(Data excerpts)
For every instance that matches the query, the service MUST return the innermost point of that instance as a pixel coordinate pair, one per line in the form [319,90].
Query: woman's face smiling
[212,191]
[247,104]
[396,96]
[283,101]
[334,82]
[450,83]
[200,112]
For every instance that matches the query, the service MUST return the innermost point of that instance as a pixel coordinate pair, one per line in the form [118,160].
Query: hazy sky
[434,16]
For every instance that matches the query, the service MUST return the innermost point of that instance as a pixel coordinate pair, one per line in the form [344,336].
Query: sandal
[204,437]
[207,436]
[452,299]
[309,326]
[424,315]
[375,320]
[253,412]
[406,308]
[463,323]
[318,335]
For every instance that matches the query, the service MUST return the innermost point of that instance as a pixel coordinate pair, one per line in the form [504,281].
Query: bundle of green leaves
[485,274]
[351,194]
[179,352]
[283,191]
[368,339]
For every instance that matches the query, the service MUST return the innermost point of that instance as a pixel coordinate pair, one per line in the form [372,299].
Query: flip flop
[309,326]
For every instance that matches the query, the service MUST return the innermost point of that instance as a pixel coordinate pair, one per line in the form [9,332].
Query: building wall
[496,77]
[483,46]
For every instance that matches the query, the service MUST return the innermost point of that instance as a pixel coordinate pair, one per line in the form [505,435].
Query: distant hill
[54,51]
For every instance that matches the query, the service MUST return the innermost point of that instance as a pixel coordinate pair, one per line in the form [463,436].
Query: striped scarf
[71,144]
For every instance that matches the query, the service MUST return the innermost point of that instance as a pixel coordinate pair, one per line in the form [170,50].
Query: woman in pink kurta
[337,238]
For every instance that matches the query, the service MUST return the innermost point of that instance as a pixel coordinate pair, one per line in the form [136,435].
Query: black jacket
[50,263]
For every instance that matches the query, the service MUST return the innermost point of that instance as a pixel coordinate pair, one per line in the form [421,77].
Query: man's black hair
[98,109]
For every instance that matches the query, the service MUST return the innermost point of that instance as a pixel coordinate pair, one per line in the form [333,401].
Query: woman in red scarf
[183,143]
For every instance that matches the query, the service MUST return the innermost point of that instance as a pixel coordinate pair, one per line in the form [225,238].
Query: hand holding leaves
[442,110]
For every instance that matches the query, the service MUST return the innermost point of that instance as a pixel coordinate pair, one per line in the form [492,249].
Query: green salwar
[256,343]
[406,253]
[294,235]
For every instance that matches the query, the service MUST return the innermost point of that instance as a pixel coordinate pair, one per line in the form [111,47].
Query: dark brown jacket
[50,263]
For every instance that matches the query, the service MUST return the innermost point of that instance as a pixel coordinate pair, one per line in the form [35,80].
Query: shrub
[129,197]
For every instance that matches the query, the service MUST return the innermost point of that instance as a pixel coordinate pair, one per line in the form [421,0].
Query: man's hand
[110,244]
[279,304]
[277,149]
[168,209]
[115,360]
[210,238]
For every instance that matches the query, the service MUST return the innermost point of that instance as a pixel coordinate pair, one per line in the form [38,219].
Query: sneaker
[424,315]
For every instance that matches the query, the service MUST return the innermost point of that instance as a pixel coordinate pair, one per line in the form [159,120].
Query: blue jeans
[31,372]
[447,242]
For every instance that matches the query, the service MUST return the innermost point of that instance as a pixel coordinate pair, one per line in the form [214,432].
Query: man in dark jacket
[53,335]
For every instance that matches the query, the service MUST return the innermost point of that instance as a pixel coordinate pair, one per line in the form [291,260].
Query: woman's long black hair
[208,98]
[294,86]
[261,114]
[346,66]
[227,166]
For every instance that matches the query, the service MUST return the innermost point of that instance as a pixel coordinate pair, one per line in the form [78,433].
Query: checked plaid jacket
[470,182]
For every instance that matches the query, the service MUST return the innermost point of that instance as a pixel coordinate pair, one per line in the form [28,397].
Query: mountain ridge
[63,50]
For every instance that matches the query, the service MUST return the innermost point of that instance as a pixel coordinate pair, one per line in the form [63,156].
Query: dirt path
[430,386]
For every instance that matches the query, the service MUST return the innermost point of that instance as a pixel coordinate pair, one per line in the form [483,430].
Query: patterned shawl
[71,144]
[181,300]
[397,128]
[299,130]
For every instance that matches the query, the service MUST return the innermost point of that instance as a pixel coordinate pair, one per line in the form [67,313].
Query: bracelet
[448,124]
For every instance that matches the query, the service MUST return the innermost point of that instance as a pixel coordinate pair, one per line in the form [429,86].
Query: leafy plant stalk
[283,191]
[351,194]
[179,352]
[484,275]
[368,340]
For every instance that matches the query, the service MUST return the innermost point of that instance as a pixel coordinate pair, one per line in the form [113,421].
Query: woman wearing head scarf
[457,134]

What you are asked to do: From the records above, transcribe exactly the run of lines that opens with the line holding "Query: mountain ridge" and closes with the line holding "the form [113,421].", both included.

Result of this task:
Query: mountain ridge
[63,50]
For every instance that matches the query, the service MUST return the innermost point of that instance as a pixel coordinate pair, one per line in the form [63,156].
Query: dirt path
[430,386]
For every instance that matches the query, the service MUST return the innermost point of that instance as a pixel coordinate pair, one per line in the form [483,430].
Query: patterned shawl
[71,144]
[181,300]
[397,128]
[299,130]
For every instance that matches the query, the service MUST return the innermost point of that instance as a pixel coordinate pair, one per line in the form [67,313].
Query: bracelet
[448,124]
For every instance that matches the query, the service MUST return the innermost point of that instance as a pixel coordinate pair, one per line in the form [429,86].
Query: leafy plant stalk
[283,191]
[351,194]
[179,352]
[484,275]
[368,340]
For every instance that matches the query, the service MUST return the innermost point of that instance as a pixel coordinate pair, one per line in the form [113,421].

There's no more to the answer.